DO THIS:
Reproduce every one of the records below line for line, without altering a single character.

====

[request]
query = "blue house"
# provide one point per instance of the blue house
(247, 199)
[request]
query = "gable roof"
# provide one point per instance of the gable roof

====

COMPLETE RESPONSE:
[request]
query = "blue house"
# provide one point per instance of the blue house
(247, 199)
[request]
query = "gable roof"
# provide one point per instance of the gable roof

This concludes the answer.